→ **Your task**:
Extract every line below verbatim, omitting the pictures.

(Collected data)
○ ○ ○ ○ ○ ○ ○
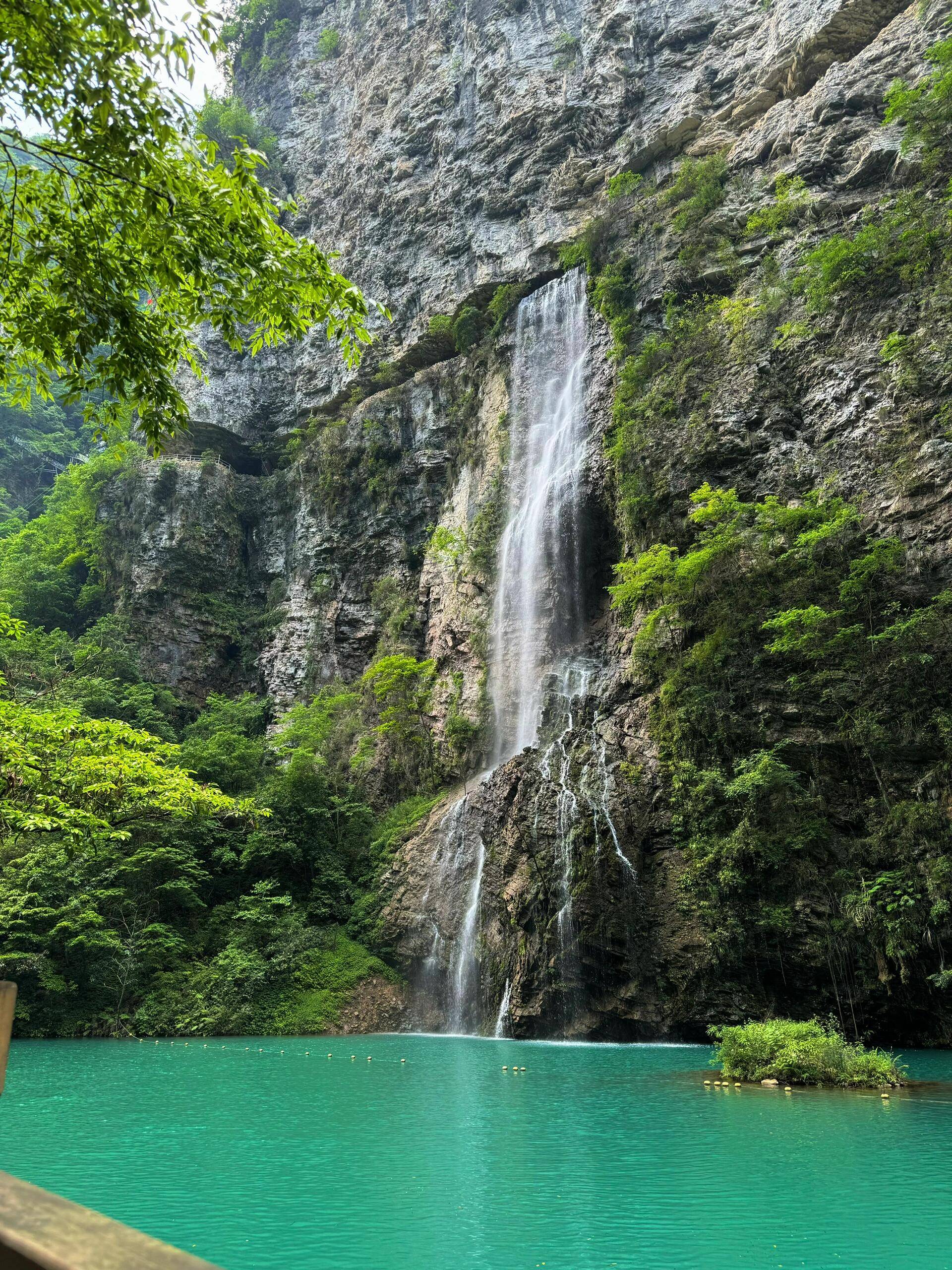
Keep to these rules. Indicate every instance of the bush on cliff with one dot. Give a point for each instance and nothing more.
(805, 1053)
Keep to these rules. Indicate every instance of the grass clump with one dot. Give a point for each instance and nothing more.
(803, 1053)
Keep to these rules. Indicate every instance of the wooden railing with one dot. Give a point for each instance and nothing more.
(40, 1231)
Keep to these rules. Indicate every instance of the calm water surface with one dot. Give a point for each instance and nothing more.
(597, 1156)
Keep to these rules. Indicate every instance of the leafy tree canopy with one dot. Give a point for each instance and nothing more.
(119, 229)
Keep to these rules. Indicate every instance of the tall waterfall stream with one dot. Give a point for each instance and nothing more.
(537, 618)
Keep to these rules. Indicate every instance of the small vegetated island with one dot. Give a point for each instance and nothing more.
(803, 1053)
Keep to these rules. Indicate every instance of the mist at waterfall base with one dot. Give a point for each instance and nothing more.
(595, 1156)
(536, 672)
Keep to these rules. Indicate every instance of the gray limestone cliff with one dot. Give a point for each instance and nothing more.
(446, 150)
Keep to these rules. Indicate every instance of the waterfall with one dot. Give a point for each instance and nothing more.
(537, 610)
(466, 968)
(537, 606)
(502, 1017)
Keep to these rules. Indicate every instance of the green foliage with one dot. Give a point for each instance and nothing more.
(789, 206)
(91, 308)
(225, 745)
(796, 601)
(397, 613)
(469, 328)
(568, 50)
(624, 185)
(894, 247)
(451, 548)
(258, 35)
(699, 190)
(228, 123)
(328, 45)
(36, 444)
(506, 298)
(441, 325)
(400, 689)
(588, 250)
(801, 1053)
(926, 108)
(53, 571)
○ ○ ○ ○ ○ ○ ○
→ **Solution for this task**:
Keep to these rules. Indicate every instance of the bush on cliff with one dot. Give a point for each instance and nothing more.
(805, 1053)
Keep to these rules. Indicate every instance of the grass clump with one dot. Give a point for each instance and nothing more.
(803, 1053)
Keep to these rules. Indicate every instance of the wooden railing with one dot. Give a point for each instance and nothing more.
(40, 1231)
Keep to these rules. Indicate every instance of the calm water surface with one dot. Give a point for each instance and nothing more.
(597, 1156)
Keep to these rules. Indicate every instance of the leafy tree canopy with one dot. Give a point for each instance and nothing more.
(119, 229)
Keep to these rules. Indicate every instance of the tall waterfall stream with one dot. Give a point for each instance and nothing more.
(537, 618)
Keep to these rules. Indicate every instance of the small vegetated island with one dot. Give a point for each instance and nothing more.
(803, 1053)
Keep to these rules. Indicate every instance of the mist at waterfall base with one dot. Give a point for each instance and nothing more.
(595, 1156)
(536, 672)
Keep to these rules. Indicate every instance of the gray limestone cliff with one dot. Give a point for each instance and nothing more.
(446, 150)
Keep to these rules. Indicate every instance of the waterfall with one dot. Give a point for each instance and nothing more.
(537, 610)
(466, 968)
(537, 606)
(502, 1017)
Keep to these rules. Indicate every instance of the green foliage with one dot. Give a point for each instance and nothing more.
(789, 206)
(91, 308)
(225, 745)
(796, 601)
(397, 613)
(469, 328)
(568, 50)
(624, 185)
(894, 247)
(451, 548)
(258, 35)
(699, 190)
(228, 123)
(328, 45)
(36, 444)
(506, 298)
(441, 325)
(400, 689)
(588, 250)
(801, 1053)
(926, 108)
(53, 571)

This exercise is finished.